## [EXERCISE REQUIREMENTS]
Reproduce all of the records below, replacing each "instance" with "occurrence" and leaving everything else unchanged. Leave the pictures out of your output.

## [RECORDS]
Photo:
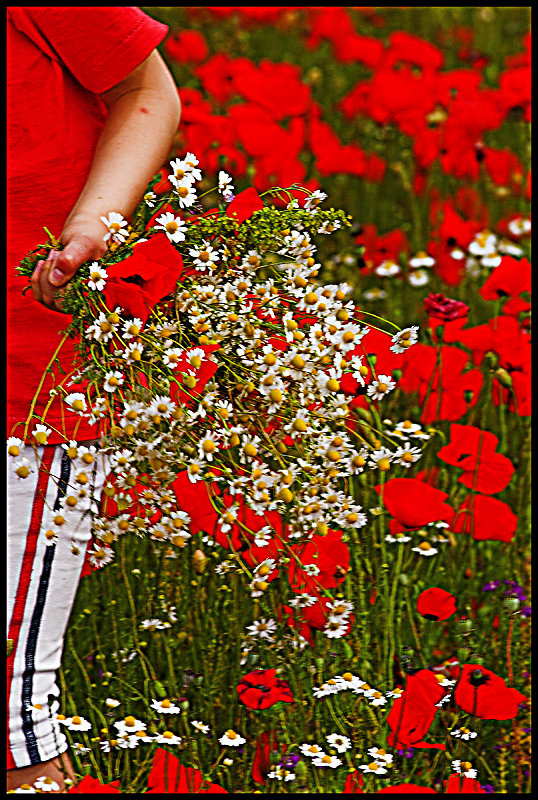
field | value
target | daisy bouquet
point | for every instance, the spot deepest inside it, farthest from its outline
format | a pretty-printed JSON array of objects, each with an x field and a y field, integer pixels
[{"x": 218, "y": 373}]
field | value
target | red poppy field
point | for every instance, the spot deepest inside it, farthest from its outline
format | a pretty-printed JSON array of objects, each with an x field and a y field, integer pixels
[{"x": 392, "y": 653}]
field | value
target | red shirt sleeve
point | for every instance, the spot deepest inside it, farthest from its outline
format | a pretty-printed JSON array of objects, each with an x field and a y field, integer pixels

## [CORRECT OUTPUT]
Photo:
field | value
target | daisy bouquet
point | for every occurrence, the spot deepest inside it, farthest from its outline
format | a pretty-printed JSON array of objects, each with an x field and a y field, integer pixels
[{"x": 218, "y": 373}]
field | value
target | red poppy field
point | for every occurrence, the spot deepest inside it, farthest from its outline
format | a pretty-printed JSON array of objects, each with an x field and a y field, integer pixels
[{"x": 392, "y": 653}]
field | value
target | red shirt sleeve
point | for every occurrence, the spot deepest inside it, farthest from its outline
format | a pretty-printed JSON array of objects, each with an x field and a y field, integer pixels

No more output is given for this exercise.